(Records from a point labeling set)
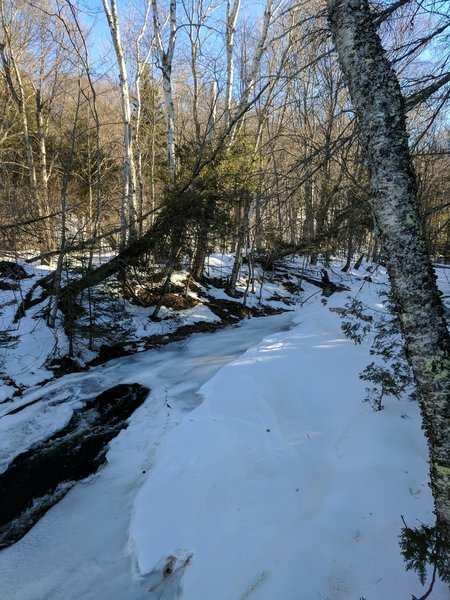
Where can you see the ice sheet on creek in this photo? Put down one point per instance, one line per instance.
(79, 549)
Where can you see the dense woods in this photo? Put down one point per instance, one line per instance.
(138, 137)
(231, 120)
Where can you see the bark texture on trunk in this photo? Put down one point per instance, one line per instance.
(379, 104)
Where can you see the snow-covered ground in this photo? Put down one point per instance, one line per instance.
(253, 470)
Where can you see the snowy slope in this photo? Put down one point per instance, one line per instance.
(282, 484)
(259, 475)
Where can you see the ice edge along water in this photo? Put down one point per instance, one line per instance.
(282, 484)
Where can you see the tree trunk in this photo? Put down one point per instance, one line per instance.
(165, 64)
(128, 212)
(379, 105)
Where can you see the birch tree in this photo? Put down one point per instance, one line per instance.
(380, 108)
(165, 60)
(128, 213)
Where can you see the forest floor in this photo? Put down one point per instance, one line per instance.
(253, 470)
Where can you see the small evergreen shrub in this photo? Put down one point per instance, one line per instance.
(423, 547)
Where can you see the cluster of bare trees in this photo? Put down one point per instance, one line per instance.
(193, 93)
(203, 124)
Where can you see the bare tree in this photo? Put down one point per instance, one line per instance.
(129, 170)
(165, 61)
(380, 108)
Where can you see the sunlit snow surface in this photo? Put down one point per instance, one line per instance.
(257, 475)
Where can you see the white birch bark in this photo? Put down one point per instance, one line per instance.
(232, 15)
(379, 105)
(165, 57)
(128, 213)
(140, 63)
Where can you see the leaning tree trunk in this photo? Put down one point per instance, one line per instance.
(379, 105)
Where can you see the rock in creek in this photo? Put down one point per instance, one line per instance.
(41, 476)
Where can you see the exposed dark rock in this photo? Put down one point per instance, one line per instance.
(8, 287)
(41, 476)
(65, 364)
(12, 270)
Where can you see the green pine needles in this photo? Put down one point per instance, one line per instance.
(390, 374)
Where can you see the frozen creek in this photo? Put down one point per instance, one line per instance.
(79, 549)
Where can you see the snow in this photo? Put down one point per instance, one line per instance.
(253, 470)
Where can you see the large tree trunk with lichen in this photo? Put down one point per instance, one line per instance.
(379, 105)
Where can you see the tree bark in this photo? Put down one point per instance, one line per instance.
(165, 64)
(380, 108)
(128, 213)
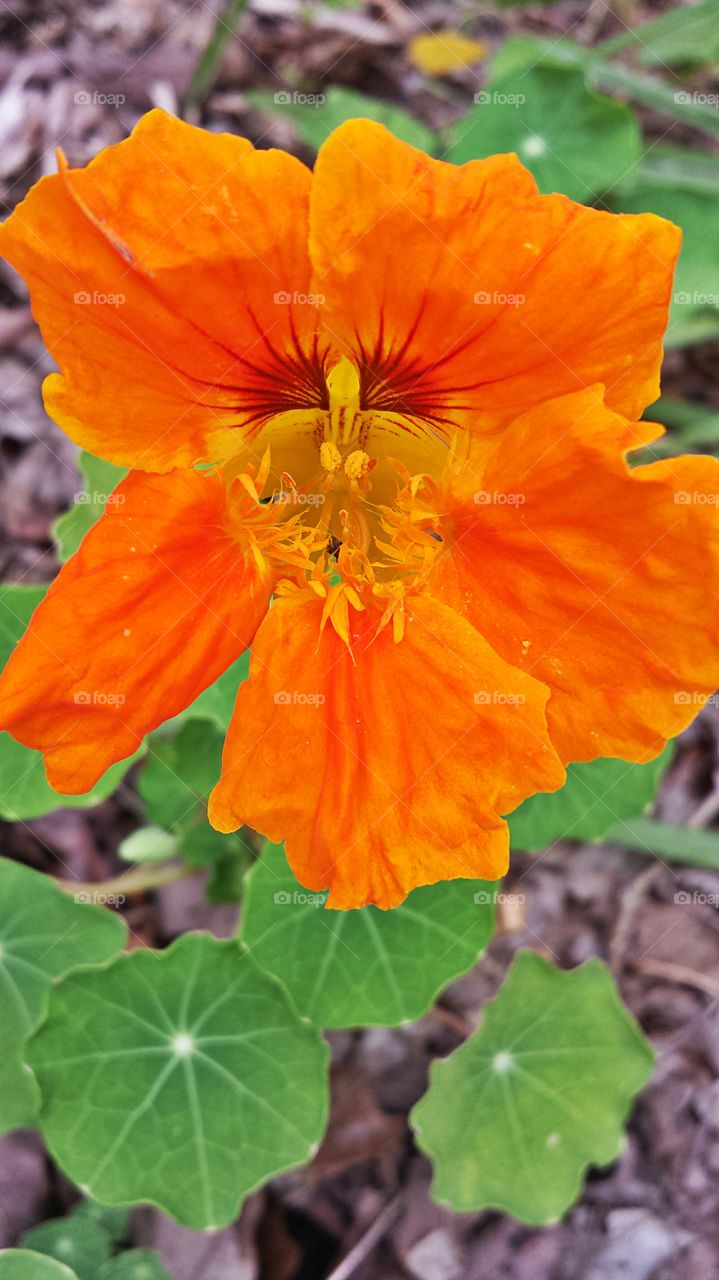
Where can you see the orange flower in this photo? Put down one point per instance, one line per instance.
(395, 397)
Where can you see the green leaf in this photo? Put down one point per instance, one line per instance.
(573, 140)
(174, 785)
(179, 775)
(114, 1220)
(514, 1116)
(367, 967)
(44, 935)
(216, 703)
(100, 479)
(315, 115)
(664, 840)
(695, 306)
(198, 1082)
(147, 845)
(24, 791)
(24, 1265)
(679, 37)
(134, 1265)
(594, 798)
(688, 426)
(76, 1240)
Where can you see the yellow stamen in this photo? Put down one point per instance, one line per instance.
(330, 457)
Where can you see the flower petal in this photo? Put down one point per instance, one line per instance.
(468, 293)
(347, 757)
(598, 579)
(154, 275)
(151, 609)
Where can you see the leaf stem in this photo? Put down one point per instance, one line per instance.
(209, 62)
(137, 880)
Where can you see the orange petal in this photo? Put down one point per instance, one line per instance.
(154, 277)
(599, 580)
(388, 771)
(154, 607)
(470, 296)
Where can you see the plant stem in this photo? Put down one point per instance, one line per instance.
(209, 62)
(137, 880)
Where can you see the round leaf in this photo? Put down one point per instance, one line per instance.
(198, 1080)
(133, 1265)
(366, 967)
(572, 138)
(594, 798)
(24, 1265)
(44, 933)
(514, 1116)
(77, 1242)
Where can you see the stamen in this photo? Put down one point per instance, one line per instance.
(330, 457)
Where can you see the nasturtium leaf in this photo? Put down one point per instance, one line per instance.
(198, 1080)
(174, 785)
(179, 773)
(133, 1265)
(685, 36)
(99, 481)
(315, 115)
(147, 845)
(114, 1220)
(695, 300)
(78, 1242)
(44, 933)
(572, 138)
(24, 1265)
(24, 791)
(594, 798)
(365, 967)
(541, 1091)
(216, 703)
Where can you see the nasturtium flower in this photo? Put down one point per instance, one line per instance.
(378, 420)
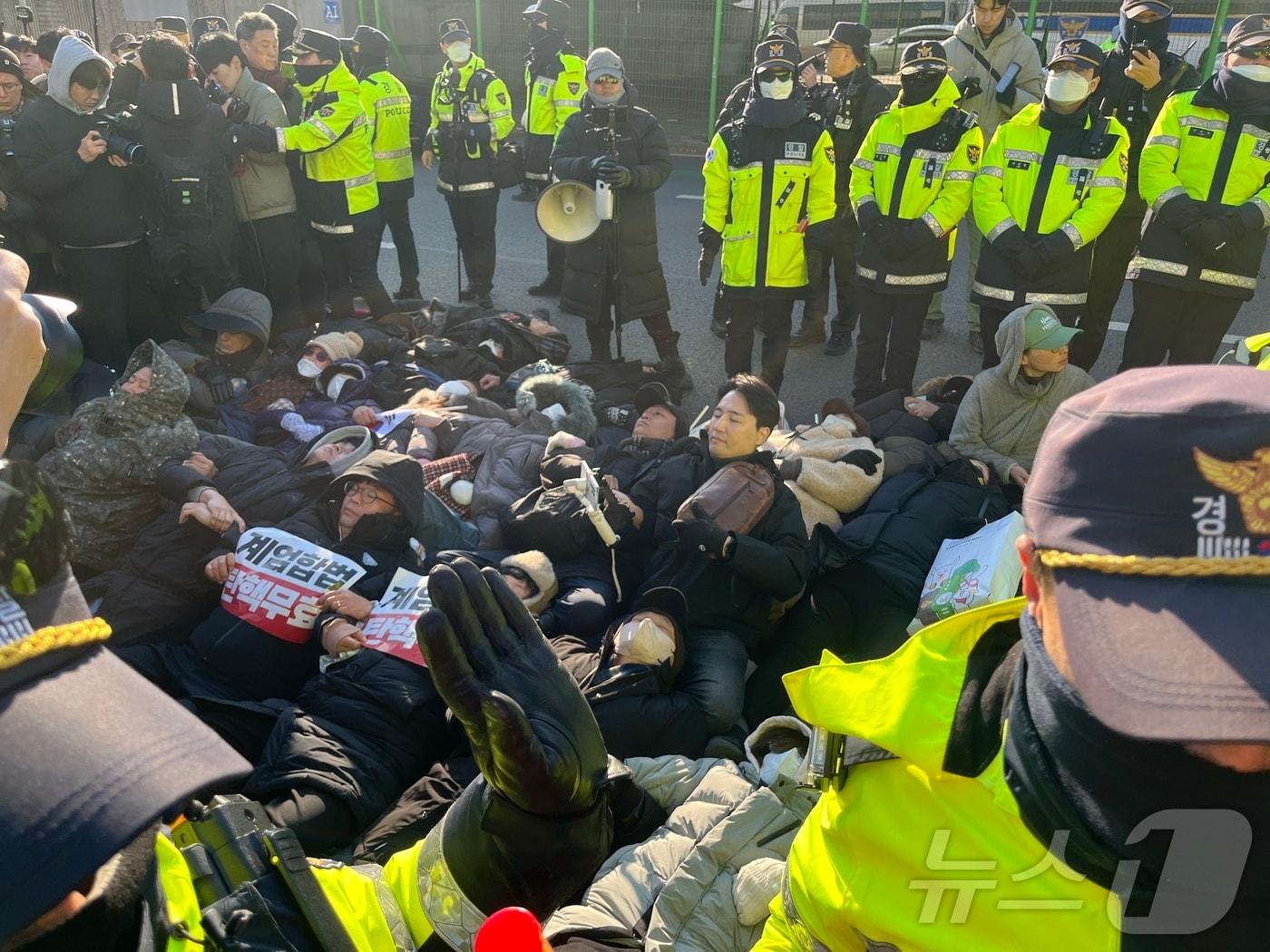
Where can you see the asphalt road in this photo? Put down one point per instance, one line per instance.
(809, 378)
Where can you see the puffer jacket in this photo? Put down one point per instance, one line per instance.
(108, 454)
(161, 580)
(827, 485)
(727, 837)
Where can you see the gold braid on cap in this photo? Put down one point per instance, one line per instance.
(53, 638)
(1171, 567)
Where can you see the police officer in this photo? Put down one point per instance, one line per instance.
(847, 108)
(765, 221)
(340, 196)
(1138, 75)
(911, 184)
(1206, 232)
(1050, 183)
(1085, 767)
(387, 107)
(555, 79)
(472, 114)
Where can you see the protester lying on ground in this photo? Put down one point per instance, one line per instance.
(1006, 410)
(872, 573)
(225, 485)
(367, 516)
(829, 467)
(108, 453)
(229, 353)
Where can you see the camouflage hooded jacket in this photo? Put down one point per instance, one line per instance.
(107, 454)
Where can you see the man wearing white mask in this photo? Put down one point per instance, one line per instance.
(472, 116)
(1050, 184)
(1204, 173)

## DIRECTIVE
Copy each line exactly, and leave the pictures out of your copy.

## OUTPUT BELOW
Where can you see the ice sheet on creek in this photo? Put down one point per instance, one line per instance.
(79, 549)
Where can you see the dense woods in this photo? Put down one point per instance, one line per instance.
(138, 137)
(231, 120)
Where can you see the bark texture on trunk in this photo? Put down one point per instance, one line per instance.
(379, 104)
Where can you see the snow-covered ground in this photo? Put down one point per instance, one line per instance.
(253, 470)
Where can you see the snowy slope in this photo? Put down one point per instance, one line per instance.
(282, 484)
(259, 475)
Where can you see the ice edge along water in this photo? Put down one point per instance, one line per instance.
(282, 484)
Where can you see the tree trunk in this photo? Put down one point per instance, one line per instance.
(165, 64)
(128, 212)
(379, 105)
Where can you see the birch tree in this photo? Put down one point per instance, one line per instance.
(380, 108)
(165, 60)
(128, 213)
Where can you see the forest floor in this photo? Put down one point per instance, one line per instance.
(253, 470)
Where can you see the small evergreen shrub in this photo? Put down one point per instance, one line per instance.
(423, 547)
Where can you see the cluster of bare trees in this photo? Put down one point per instance, one line per instance.
(193, 93)
(203, 124)
Where can you see the bare tree in this photo? Put down one point per instance, one line per instance.
(129, 170)
(165, 61)
(380, 108)
Where can you see the sunlit snow surface in this photo? Put down one point per instance, one line per instance.
(257, 475)
Where can you see the white birch bark in this photo? Put down one point per instance, one line per instance.
(232, 15)
(379, 105)
(165, 57)
(128, 213)
(140, 63)
Where can you see the leaning tree trunk in this photo? Put down one point per instance, one line per instance.
(379, 105)
Where can you see the rock in creek in this photo? Put down one point per instance, one line per instance.
(41, 476)
Where can you see the exposed dark rock in this photo? Put down one point per instance, one line per instance.
(8, 287)
(41, 476)
(65, 364)
(12, 270)
Where can you see the green pine needles in this photo? Put down one point per instance, one line per instance.
(390, 374)
Where can you see the frozen creek in this photo? Put down one point per instance, one line per instance.
(79, 549)
Where can you see the snow in this photo? Put down one point per instance, one line per instance.
(253, 470)
Where can you see the large tree trunk with lichen in this photo? Put down one point per instance, one line per instance.
(379, 105)
Where can you see the tree bark in this photo? Put down one point per instance, one line per instance.
(165, 64)
(380, 108)
(128, 213)
Where can you see the orange flower in this photo? Put down one point per instance, one line per instance.
(395, 397)
Where can you see the green leaf in this photo? Put down one point per instance, one line per instance.
(573, 140)
(174, 785)
(179, 775)
(114, 1220)
(514, 1116)
(367, 967)
(44, 935)
(216, 703)
(100, 479)
(315, 115)
(664, 840)
(695, 306)
(198, 1082)
(147, 845)
(24, 791)
(24, 1265)
(679, 37)
(134, 1265)
(594, 798)
(688, 426)
(76, 1240)
Where can you see the yellow stamen in this photo? Put down one point per instance, one line per instance.
(330, 457)
Where can you see the flower petal in this photo? Put down one point per instance, one line per instance.
(468, 293)
(347, 757)
(598, 579)
(154, 275)
(151, 609)
Where can you see the leaf stem in this photo? Put down one point per instance, one line per instance.
(209, 62)
(137, 880)
Where can you see the orange petal in this photo? Put down one point per instance, one line per instance.
(154, 277)
(599, 580)
(388, 771)
(154, 607)
(470, 296)
Where can you see the plant stem in this photo? Put down one point per instance, one line per instance.
(209, 62)
(137, 880)
Where can you see the round leaf in this photo? Put down one point per instance, one line per instance.
(198, 1080)
(133, 1265)
(366, 967)
(572, 138)
(594, 798)
(24, 1265)
(44, 933)
(514, 1116)
(77, 1242)
Where can you see the stamen in this photo? Put down one point per instance, one line per instance.
(330, 457)
Where can you see the nasturtium leaf in this photo? Put down one point per instance, one line per instance.
(198, 1080)
(174, 785)
(179, 773)
(133, 1265)
(685, 36)
(99, 481)
(315, 115)
(147, 845)
(114, 1220)
(695, 300)
(78, 1242)
(44, 933)
(572, 138)
(24, 1265)
(24, 791)
(594, 798)
(365, 967)
(541, 1091)
(216, 703)
Where can you see the nasturtium flower in this photo? Put down one point per instance, one line per instance.
(378, 420)
Where can you see the asphalt road in this photo? Put down one point per instance, one line per instance.
(809, 378)
Where can you see the puffer jacket in this photo? Put down one point per instance, one line per instance.
(108, 454)
(161, 580)
(827, 485)
(727, 837)
Where can you see the gold braid on cap in this photo? Put down one point per instance, one line per instance.
(53, 638)
(1171, 567)
Where can you see the police officer in this photo? Put down one point per instance, one line per instance.
(847, 108)
(765, 221)
(340, 196)
(1138, 75)
(911, 184)
(1206, 232)
(1050, 183)
(1085, 767)
(387, 107)
(555, 79)
(472, 114)
Where can you see the protester lying on ground in this photo? Put down one point per instance, one line per instance.
(1006, 410)
(872, 573)
(225, 485)
(367, 516)
(829, 467)
(108, 453)
(229, 353)
Where can you see the camouflage hooded jacket in this photo? Put down one point per instance, one line per instance.
(107, 454)
Where can you see the man wearing white mask in this photo? Put down one point per instance, one line per instance.
(472, 116)
(1050, 184)
(1204, 173)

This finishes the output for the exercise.